Please echo the records from their start up to and including the line containing "367L743 368L745 398L736", leaving the pictures out of your answer.

(Saved entries)
-=-=-=-=-

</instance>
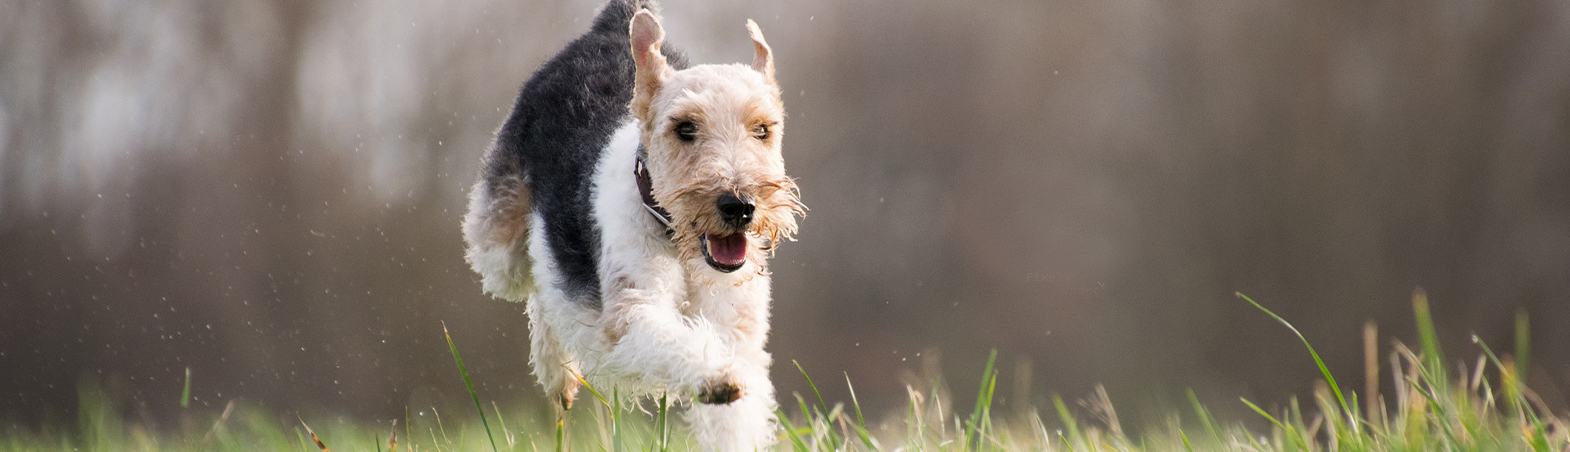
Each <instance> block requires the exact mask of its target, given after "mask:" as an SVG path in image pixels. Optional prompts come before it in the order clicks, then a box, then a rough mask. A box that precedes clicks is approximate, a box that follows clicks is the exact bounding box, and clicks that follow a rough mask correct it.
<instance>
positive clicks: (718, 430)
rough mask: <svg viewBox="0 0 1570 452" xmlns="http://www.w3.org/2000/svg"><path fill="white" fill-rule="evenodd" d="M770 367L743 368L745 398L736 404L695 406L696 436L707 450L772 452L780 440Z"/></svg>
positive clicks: (703, 403) (700, 446)
mask: <svg viewBox="0 0 1570 452" xmlns="http://www.w3.org/2000/svg"><path fill="white" fill-rule="evenodd" d="M768 372H769V370H768V367H761V366H741V370H739V372H736V374H738V377H739V380H743V381H741V397H739V399H736V400H735V402H730V403H724V405H716V403H694V405H692V408H691V410H688V413H686V417H688V424H689V425H691V427H692V436H694V438H696V439H697V444H699V447H702V449H703V450H768V449H769V446H772V444H774V439H776V432H777V428H776V422H777V421H776V419H774V410H776V405H774V385H772V383H771V381H769V374H768Z"/></svg>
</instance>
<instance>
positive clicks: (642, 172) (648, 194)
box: [633, 144, 675, 235]
mask: <svg viewBox="0 0 1570 452" xmlns="http://www.w3.org/2000/svg"><path fill="white" fill-rule="evenodd" d="M633 174H634V176H636V177H637V196H641V198H644V210H647V212H648V215H653V217H655V220H656V221H659V224H664V226H666V235H670V234H672V232H675V228H670V212H666V209H664V207H659V202H656V201H655V191H653V190H655V182H653V180H650V179H648V168H647V166H644V146H642V144H639V146H637V165H634V166H633Z"/></svg>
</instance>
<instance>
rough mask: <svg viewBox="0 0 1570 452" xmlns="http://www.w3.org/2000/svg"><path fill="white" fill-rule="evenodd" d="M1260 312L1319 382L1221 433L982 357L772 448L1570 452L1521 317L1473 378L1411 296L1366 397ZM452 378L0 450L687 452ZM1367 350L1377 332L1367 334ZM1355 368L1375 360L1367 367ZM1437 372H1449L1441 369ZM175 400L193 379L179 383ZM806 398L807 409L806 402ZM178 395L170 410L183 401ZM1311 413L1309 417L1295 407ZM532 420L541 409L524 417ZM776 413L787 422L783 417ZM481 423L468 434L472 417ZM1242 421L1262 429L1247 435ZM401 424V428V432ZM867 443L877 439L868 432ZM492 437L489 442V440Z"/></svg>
mask: <svg viewBox="0 0 1570 452" xmlns="http://www.w3.org/2000/svg"><path fill="white" fill-rule="evenodd" d="M1237 297H1239V298H1242V300H1243V301H1247V303H1250V304H1253V306H1254V308H1258V309H1259V311H1261V312H1264V314H1265V315H1269V317H1272V319H1275V320H1276V322H1280V323H1281V325H1284V326H1286V330H1287V331H1291V333H1294V334H1297V337H1298V339H1302V342H1303V347H1305V348H1306V352H1308V355H1309V356H1308V358H1311V359H1313V361H1314V363H1316V364H1317V367H1319V370H1320V377H1322V378H1324V380H1322V385H1319V388H1317V391H1314V394H1311V397H1309V402H1308V403H1300V402H1298V400H1297V399H1292V400H1287V403H1286V406H1284V408H1278V410H1265V408H1262V406H1261V405H1259V403H1254V402H1253V400H1239V403H1242V406H1248V408H1251V410H1253V411H1254V413H1256V414H1258V416H1259V419H1264V422H1269V424H1259V422H1256V419H1247V422H1245V419H1239V421H1232V422H1223V421H1218V419H1217V417H1215V416H1214V414H1210V410H1207V408H1206V406H1204V405H1201V403H1199V400H1198V397H1195V395H1193V392H1192V391H1190V392H1188V394H1187V395H1188V402H1190V410H1187V411H1185V413H1173V414H1171V416H1170V417H1168V422H1167V424H1163V425H1154V427H1151V428H1145V430H1143V432H1145V433H1141V435H1130V433H1127V432H1126V430H1124V428H1123V425H1119V422H1118V417H1116V411H1115V410H1113V405H1112V400H1110V397H1108V395H1107V392H1105V391H1102V389H1101V388H1097V391H1096V392H1094V394H1093V395H1091V397H1090V399H1088V402H1085V403H1083V406H1085V408H1086V410H1085V411H1086V413H1075V411H1074V410H1071V405H1069V403H1066V402H1064V400H1063V399H1061V397H1052V399H1050V400H1052V408H1050V411H1046V413H1042V411H1041V410H1011V413H1008V414H1000V411H994V410H992V408H994V389H995V386H997V375H999V370H997V367H995V364H997V353H995V352H994V353H992V355H991V356H989V358H988V361H986V366H984V369H983V374H981V381H983V383H981V385H980V388H978V389H977V399H975V400H977V402H975V405H973V406H972V408H970V410H969V413H956V411H955V410H953V408H951V405H953V400H951V397H950V395H948V394H950V392H948V389H947V388H944V385H942V380H940V378H936V377H934V378H933V383H931V385H926V386H925V388H914V386H909V388H907V394H909V395H907V400H906V408H904V410H900V411H898V413H892V414H889V416H885V417H882V419H879V422H878V424H871V425H870V424H868V422H867V417H865V416H864V413H862V406H860V403H859V400H857V399H856V389H854V386H851V380H849V377H848V375H846V378H845V385H846V389H849V395H851V400H849V403H848V405H846V403H829V402H827V400H824V399H823V395H821V392H820V391H818V388H820V386H818V385H816V383H815V381H813V380H812V377H810V375H809V372H807V370H805V367H804V366H802V364H801V363H794V361H793V364H794V367H796V369H798V370H799V372H801V375H802V378H804V380H805V383H807V386H809V388H810V389H812V394H807V395H804V394H794V395H793V397H782V400H780V406H782V410H780V411H777V416H779V417H780V424H782V428H780V441H779V444H777V447H776V449H777V450H796V452H818V450H956V452H970V450H1085V452H1088V450H1336V452H1341V450H1350V452H1356V450H1567V447H1570V435H1567V432H1570V430H1567V425H1565V419H1564V417H1561V416H1559V414H1554V413H1551V411H1550V410H1548V408H1546V406H1545V403H1543V402H1542V400H1540V399H1539V397H1537V395H1535V394H1534V392H1532V391H1531V389H1529V388H1526V386H1524V385H1521V381H1520V377H1518V375H1523V372H1521V369H1523V367H1524V364H1526V358H1528V353H1526V352H1528V348H1529V344H1528V342H1526V341H1528V337H1529V334H1528V322H1526V315H1524V314H1518V315H1517V336H1515V337H1517V344H1515V347H1513V355H1507V356H1502V358H1501V356H1498V355H1496V353H1495V352H1493V348H1490V347H1488V345H1487V344H1482V342H1481V341H1477V337H1476V336H1473V341H1474V344H1476V345H1477V359H1474V361H1473V364H1471V366H1468V364H1465V363H1460V366H1457V369H1448V367H1449V366H1455V364H1457V363H1451V361H1446V358H1444V355H1443V350H1440V345H1438V333H1437V331H1435V328H1433V322H1432V319H1430V314H1429V303H1427V297H1426V295H1424V293H1422V292H1421V290H1419V292H1416V293H1415V295H1413V314H1415V320H1416V326H1418V336H1419V341H1418V342H1419V348H1418V350H1411V348H1408V347H1405V345H1402V344H1399V342H1397V344H1396V345H1394V352H1393V353H1391V355H1389V356H1388V363H1389V367H1388V369H1375V367H1371V369H1366V372H1367V375H1366V377H1367V378H1366V388H1364V394H1356V392H1353V391H1349V389H1350V388H1342V386H1341V385H1339V383H1338V381H1336V380H1334V377H1333V375H1331V374H1330V369H1328V367H1327V366H1325V364H1324V361H1322V359H1320V358H1319V353H1317V352H1316V350H1314V347H1313V345H1311V344H1309V339H1308V337H1305V336H1303V334H1302V333H1298V331H1297V328H1294V326H1292V323H1291V322H1287V320H1286V319H1281V317H1280V315H1276V314H1275V312H1272V311H1270V309H1267V308H1265V306H1264V304H1261V303H1256V301H1254V300H1251V298H1248V297H1245V295H1242V293H1237ZM446 339H447V345H449V348H451V352H452V358H454V364H455V367H457V369H455V370H457V372H458V374H462V375H463V381H465V385H466V386H468V388H466V389H468V391H469V397H471V399H473V402H474V413H468V414H462V416H451V414H449V419H447V421H449V422H443V419H441V416H440V413H435V411H433V410H430V411H432V414H435V416H418V417H408V416H407V414H405V419H402V421H400V422H399V421H392V422H385V424H356V422H349V421H341V419H339V421H336V422H333V419H334V417H322V419H316V422H317V424H319V425H316V430H312V427H308V425H306V422H308V421H312V419H309V416H305V417H300V419H287V421H281V417H278V416H275V414H268V413H262V411H259V410H248V408H237V406H235V405H234V403H229V405H228V406H226V408H225V410H223V411H221V413H206V411H199V410H190V408H187V410H188V416H187V417H188V421H190V422H184V425H185V428H179V430H176V432H165V430H157V428H154V427H149V425H141V424H132V422H126V421H124V419H121V417H119V416H118V413H119V411H118V410H115V406H111V403H110V402H108V397H105V395H104V394H102V392H100V391H97V389H94V388H93V386H91V385H83V386H82V389H80V408H82V410H80V422H79V424H77V425H75V427H74V428H66V427H63V425H53V427H50V428H44V430H36V432H35V430H19V428H17V427H11V428H9V430H3V432H0V450H330V449H331V450H378V452H380V450H388V452H396V450H487V449H491V450H689V449H692V446H694V444H691V441H689V439H688V438H685V435H681V430H680V428H677V427H672V424H674V422H672V421H670V414H672V406H670V399H669V397H659V399H658V400H647V399H645V400H623V399H622V397H619V391H617V389H615V388H600V389H609V394H611V397H604V395H606V392H601V391H600V389H597V388H592V386H586V389H589V391H587V392H589V394H590V395H592V397H584V399H586V400H582V402H586V403H579V406H581V408H575V410H571V411H570V413H568V416H567V417H565V419H556V422H551V424H545V422H531V424H528V425H520V424H517V422H515V424H510V425H509V424H507V421H506V417H504V416H502V414H504V413H502V411H504V410H502V408H499V406H498V405H496V403H495V402H493V403H491V414H495V419H496V425H495V427H493V425H491V422H490V421H487V417H488V416H487V411H485V410H484V405H482V403H480V399H479V394H477V392H474V388H473V383H469V381H471V380H469V375H468V369H466V367H465V366H463V358H460V355H458V345H457V344H454V342H452V337H451V336H447V337H446ZM1364 339H1366V341H1369V342H1372V341H1374V339H1375V337H1374V328H1372V326H1369V328H1367V330H1366V337H1364ZM1372 350H1375V348H1372V347H1371V348H1369V353H1371V356H1367V358H1369V361H1367V363H1378V359H1377V358H1378V356H1372V353H1374V352H1372ZM1448 363H1449V364H1448ZM1382 370H1383V372H1389V378H1391V383H1394V385H1393V388H1389V389H1386V391H1383V394H1388V395H1391V399H1386V397H1385V395H1380V394H1372V392H1374V391H1377V378H1375V377H1377V372H1382ZM185 383H187V388H188V385H190V377H188V375H187V381H185ZM809 397H810V399H809ZM187 400H188V395H187V394H185V391H182V394H181V397H179V402H182V405H184V402H187ZM1305 405H1308V406H1305ZM535 408H537V406H535ZM787 410H788V411H787ZM528 413H539V411H537V410H535V411H529V410H526V408H520V410H513V413H512V414H509V416H510V417H512V419H515V421H517V419H528V416H526V414H528ZM476 417H477V419H479V422H474V419H476ZM1245 424H1253V425H1267V427H1265V428H1262V430H1259V428H1256V430H1250V428H1248V427H1245ZM400 427H402V428H400ZM874 432H876V433H874ZM498 438H499V439H501V441H499V443H498V441H496V439H498Z"/></svg>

-=-=-=-=-

SOLUTION FOR THIS TASK →
</instance>
Each <instance> block requires the exact mask of its target, given after "mask:" as an SVG path in image pixels. Optional prompts come before it in the order clicks, then a box, then a rough mask. A box that precedes clicks is approximate, a box that follows clicks is the exact bounding box, and clicks that follow a rough mask correct it.
<instance>
positive clicks: (718, 430)
rough mask: <svg viewBox="0 0 1570 452" xmlns="http://www.w3.org/2000/svg"><path fill="white" fill-rule="evenodd" d="M770 367L743 368L745 398L736 404L695 406L696 436L707 450L772 452L780 440Z"/></svg>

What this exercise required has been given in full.